#### Records supplied

※

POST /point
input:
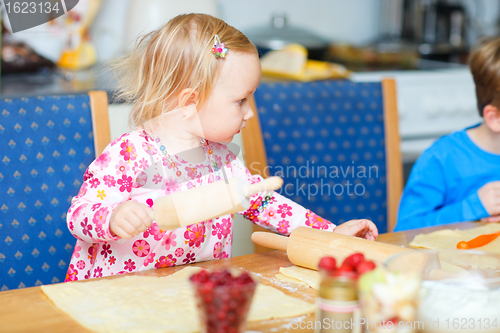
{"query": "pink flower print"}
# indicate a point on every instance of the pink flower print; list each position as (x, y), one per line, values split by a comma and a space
(98, 272)
(128, 150)
(92, 254)
(103, 160)
(100, 217)
(126, 184)
(179, 252)
(87, 175)
(316, 222)
(86, 227)
(283, 226)
(155, 231)
(100, 232)
(109, 180)
(230, 157)
(170, 186)
(94, 182)
(217, 250)
(149, 259)
(76, 253)
(143, 163)
(195, 234)
(284, 210)
(72, 273)
(189, 258)
(149, 148)
(218, 160)
(141, 179)
(217, 230)
(165, 261)
(141, 248)
(106, 250)
(192, 173)
(157, 178)
(115, 141)
(169, 241)
(129, 265)
(121, 168)
(226, 227)
(170, 164)
(80, 264)
(269, 214)
(83, 190)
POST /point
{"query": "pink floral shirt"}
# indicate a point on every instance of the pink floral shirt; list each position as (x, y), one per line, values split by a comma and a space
(127, 170)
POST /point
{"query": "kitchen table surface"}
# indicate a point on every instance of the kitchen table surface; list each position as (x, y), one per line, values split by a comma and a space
(29, 310)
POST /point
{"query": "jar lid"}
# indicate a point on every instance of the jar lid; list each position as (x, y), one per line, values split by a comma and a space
(339, 288)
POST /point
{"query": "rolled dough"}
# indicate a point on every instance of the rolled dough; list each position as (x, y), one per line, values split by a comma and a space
(448, 239)
(155, 304)
(300, 275)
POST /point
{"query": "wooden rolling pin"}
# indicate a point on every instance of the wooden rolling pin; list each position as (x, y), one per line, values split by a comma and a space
(306, 246)
(207, 202)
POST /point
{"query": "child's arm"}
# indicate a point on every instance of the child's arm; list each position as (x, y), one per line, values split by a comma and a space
(279, 214)
(104, 195)
(423, 200)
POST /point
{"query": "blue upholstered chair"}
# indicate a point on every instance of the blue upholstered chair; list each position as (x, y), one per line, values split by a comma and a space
(335, 143)
(47, 143)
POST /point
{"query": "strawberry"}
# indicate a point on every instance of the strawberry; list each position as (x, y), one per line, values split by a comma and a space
(354, 259)
(365, 266)
(328, 263)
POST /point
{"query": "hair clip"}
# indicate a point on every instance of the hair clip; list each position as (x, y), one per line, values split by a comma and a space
(219, 49)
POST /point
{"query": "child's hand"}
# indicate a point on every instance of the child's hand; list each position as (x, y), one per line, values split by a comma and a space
(130, 219)
(359, 228)
(489, 195)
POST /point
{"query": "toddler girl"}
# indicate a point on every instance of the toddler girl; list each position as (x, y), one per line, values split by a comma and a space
(191, 83)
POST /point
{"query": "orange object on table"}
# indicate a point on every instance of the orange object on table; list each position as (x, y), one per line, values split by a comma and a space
(479, 241)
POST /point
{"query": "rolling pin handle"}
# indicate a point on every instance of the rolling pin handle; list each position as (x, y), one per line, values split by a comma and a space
(270, 240)
(269, 184)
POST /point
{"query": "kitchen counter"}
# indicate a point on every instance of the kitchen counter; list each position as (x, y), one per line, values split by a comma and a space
(58, 82)
(29, 310)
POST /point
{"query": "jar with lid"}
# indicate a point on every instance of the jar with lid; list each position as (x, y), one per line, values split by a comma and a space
(338, 308)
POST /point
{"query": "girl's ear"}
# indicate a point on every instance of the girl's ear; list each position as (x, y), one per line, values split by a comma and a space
(187, 97)
(491, 115)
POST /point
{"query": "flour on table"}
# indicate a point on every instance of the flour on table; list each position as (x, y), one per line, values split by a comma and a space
(155, 304)
(300, 275)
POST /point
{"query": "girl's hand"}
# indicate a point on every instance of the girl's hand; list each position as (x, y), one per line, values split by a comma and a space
(130, 219)
(359, 228)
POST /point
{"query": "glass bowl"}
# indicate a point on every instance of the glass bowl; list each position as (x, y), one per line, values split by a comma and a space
(460, 289)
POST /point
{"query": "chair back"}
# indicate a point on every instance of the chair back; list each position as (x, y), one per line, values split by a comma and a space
(329, 141)
(47, 144)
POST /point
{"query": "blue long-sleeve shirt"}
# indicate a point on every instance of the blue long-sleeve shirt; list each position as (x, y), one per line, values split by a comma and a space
(443, 184)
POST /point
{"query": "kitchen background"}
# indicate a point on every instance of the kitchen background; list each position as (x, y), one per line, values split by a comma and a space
(423, 44)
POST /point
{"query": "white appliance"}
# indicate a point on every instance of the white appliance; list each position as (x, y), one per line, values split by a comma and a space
(147, 15)
(431, 104)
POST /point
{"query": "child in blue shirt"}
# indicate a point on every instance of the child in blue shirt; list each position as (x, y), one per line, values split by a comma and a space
(458, 178)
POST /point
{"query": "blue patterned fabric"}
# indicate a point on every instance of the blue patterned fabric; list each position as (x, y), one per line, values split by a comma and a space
(326, 139)
(47, 144)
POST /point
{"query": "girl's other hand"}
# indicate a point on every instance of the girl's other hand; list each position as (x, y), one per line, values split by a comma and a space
(359, 228)
(130, 219)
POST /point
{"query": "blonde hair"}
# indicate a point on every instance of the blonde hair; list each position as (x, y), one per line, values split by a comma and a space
(175, 57)
(484, 64)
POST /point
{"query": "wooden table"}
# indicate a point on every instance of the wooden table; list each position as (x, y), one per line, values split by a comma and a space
(29, 310)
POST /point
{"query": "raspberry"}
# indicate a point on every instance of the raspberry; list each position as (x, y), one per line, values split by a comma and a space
(223, 300)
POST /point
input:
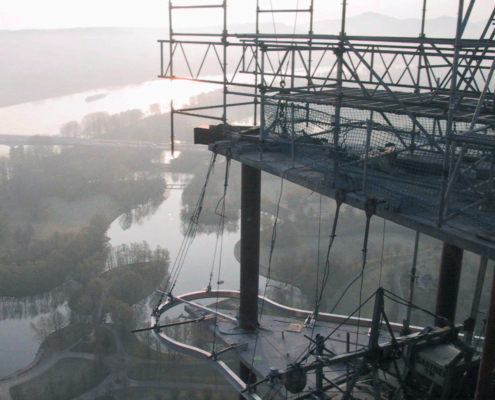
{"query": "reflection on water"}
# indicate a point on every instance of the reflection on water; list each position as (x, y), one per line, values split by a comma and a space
(50, 114)
(17, 344)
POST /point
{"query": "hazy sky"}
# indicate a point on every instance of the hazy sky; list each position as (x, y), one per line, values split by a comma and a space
(46, 14)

※

#### The problem
Each entry shown above must be quoted exactly, with its pictures left out.

#### Solution for this task
POST /point
input:
{"query": "pink flower print"}
# indicate a point on every instance of the pink flower print; list each position as (x, y), one per line, values split by a comma and a space
(98, 272)
(128, 150)
(92, 254)
(103, 160)
(100, 217)
(126, 184)
(179, 252)
(87, 175)
(316, 222)
(86, 227)
(283, 226)
(155, 231)
(100, 232)
(109, 180)
(230, 157)
(170, 186)
(94, 182)
(217, 250)
(149, 259)
(76, 253)
(143, 163)
(195, 234)
(284, 210)
(72, 273)
(189, 258)
(149, 148)
(218, 160)
(141, 179)
(217, 230)
(165, 261)
(141, 248)
(106, 250)
(192, 173)
(157, 178)
(115, 141)
(169, 241)
(129, 265)
(121, 168)
(226, 227)
(170, 164)
(80, 264)
(269, 214)
(83, 190)
POST /point
{"query": "pink floral shirt"}
# indicate a point on every instance of the pink floral shirt; list each position as (x, y), one per line, values split by a comma and a space
(127, 170)
POST /point
{"query": "kitchen table surface"}
# indicate a point on every instance of the kitchen table surface; list each position as (x, y), one per line, values split by a comma and a space
(29, 310)
POST /point
{"query": "jar lid"}
# indicate a point on every instance of the jar lid; list each position as (x, y), one per line, values split by a comma and a space
(339, 288)
POST /point
{"query": "rolled dough"}
# indicate a point on every instance of the rolled dough; list each position as (x, y), one per line, values split by a comma and a space
(448, 239)
(155, 304)
(300, 275)
POST /point
{"query": "wooden rolling pin"}
# indicate a point on every instance of the wooden rolling pin; list each position as (x, y), one per line, values split by a comma and a space
(306, 246)
(207, 202)
POST /point
{"query": "child's arm"}
# indicate a point on every instance of the child's arm; list each position as (x, y), one per line, values split by a comma and a space
(279, 214)
(104, 195)
(423, 200)
POST /point
{"query": "blue upholstered chair"}
# indicate a point on every instance of the blue upholstered chair; list each position as (x, y), one per line, values split by a comma and a space
(335, 143)
(47, 143)
POST /point
{"query": "strawberry"}
# indicate a point on every instance of the strawberry; list each position as (x, y), one per line, values split by a comma and a space
(354, 259)
(365, 266)
(328, 263)
POST /point
{"query": "hair clip"}
# indicate a point on every instance of the hair clip; list each position as (x, y), one per line, values split by a comma and a space
(219, 49)
POST /point
{"query": "child's hand"}
# indicate a point on every instance of the child's hand; list each position as (x, y), one per line, values split by a comma and a space
(130, 219)
(359, 228)
(489, 195)
POST /point
{"query": "toddler girl"}
# indicate a point on every instance of the toddler girl; list each position as (x, y), one per line, values split by a comma and a space
(191, 83)
POST /point
{"query": "orange object on table"}
# indicate a point on every instance of the orange object on table; list each position as (x, y), one per line, values split by a comma and a space
(479, 241)
POST /point
{"query": "rolling pin handle"}
# indicate a point on every instance of the rolling pin handle; list each position as (x, y), one per line, values split by a comma and a space
(270, 240)
(269, 184)
POST /point
{"query": "kitchen counter"}
# indicate a point on every instance of the kitchen counter; list each position as (x, y), one per line, values split by a comma and a space
(58, 82)
(29, 310)
POST /point
{"query": "jar with lid"}
# indicate a point on every instance of the jar with lid; list each position as (x, y), one per line, values split by a comma and a space
(338, 308)
POST /point
{"query": "girl's ear"}
# indicate a point on every instance of the girl's ear; list each position as (x, y), one per line, values split by a comma and a space
(187, 97)
(491, 115)
POST /point
{"query": "flour on table"}
# indicate a point on every instance of the flour on table; list each position as (x, y), one per line, values split by a comma and a space
(155, 304)
(300, 275)
POST /point
{"query": "girl's hand"}
# indicate a point on every instance of the girl's hand; list each position as (x, y), one per line, values split by a comma and a space
(130, 219)
(359, 228)
POST /point
{"query": "glass bowl"}
# indicate a point on every instance of the glass bowl; list each position as (x, y), one per line, values split by a comma and a space
(460, 289)
POST /point
{"query": "chair back"}
# indicate a point on every instance of the chair back; list each position as (x, y), one per line, values split by a comma and a space
(329, 141)
(47, 144)
POST /point
{"query": "blue long-sleeve shirt"}
# indicate a point on every instance of the blue long-sleeve shirt; list each position as (x, y), one per line, values split by a comma and a space
(443, 184)
POST /point
{"query": "kitchen background"}
# indicate a point on every instance of the kitchen background; list each position as (x, y), one per line, values split by a comma and a space
(423, 44)
POST /point
{"query": "white appliance"}
# indicate a point on every instance of the white appliance; list each position as (x, y), one per line, values split by a comma and a space
(147, 15)
(431, 104)
POST /point
{"query": "child in blue shirt"}
# indicate a point on every instance of the child in blue shirt; list each position as (x, y), one per line, values split by a comma and a space
(458, 178)
POST /point
{"query": "blue patterned fabric"}
# indicate a point on every instance of the blue patterned fabric; list each position as (x, y), one per line, values split by a comma and a space
(326, 139)
(47, 144)
POST /point
{"query": "girl's other hand"}
# indicate a point on every instance of the girl's other hand; list each position as (x, y), one per line, values split by a comma and a space
(359, 228)
(130, 219)
POST /point
{"query": "blonde hair"}
# indicate a point on every instance of the blonde hair; list each position as (x, y), one per line, values split by a comma and a space
(175, 57)
(484, 64)
POST /point
{"query": "wooden table"}
# indicate a point on every instance of the wooden table; list each position as (x, y), one per line, values split by a comma and a space
(29, 310)
POST /point
{"query": "raspberry"}
# indicate a point on every instance of the raspberry; list each position as (x, y), one per line, values split by a comma and a space
(223, 300)
POST /point
input:
{"query": "reflection on water"}
# indicate a point on every instance of the reflection on water; list each position as (x, y), one per line, values split by a comma and a space
(50, 114)
(17, 344)
POST /point
{"query": "hazy sky"}
# indicate a point on every instance of the hazy sky; list each position as (x, y), one per line, values split by a comma and a space
(46, 14)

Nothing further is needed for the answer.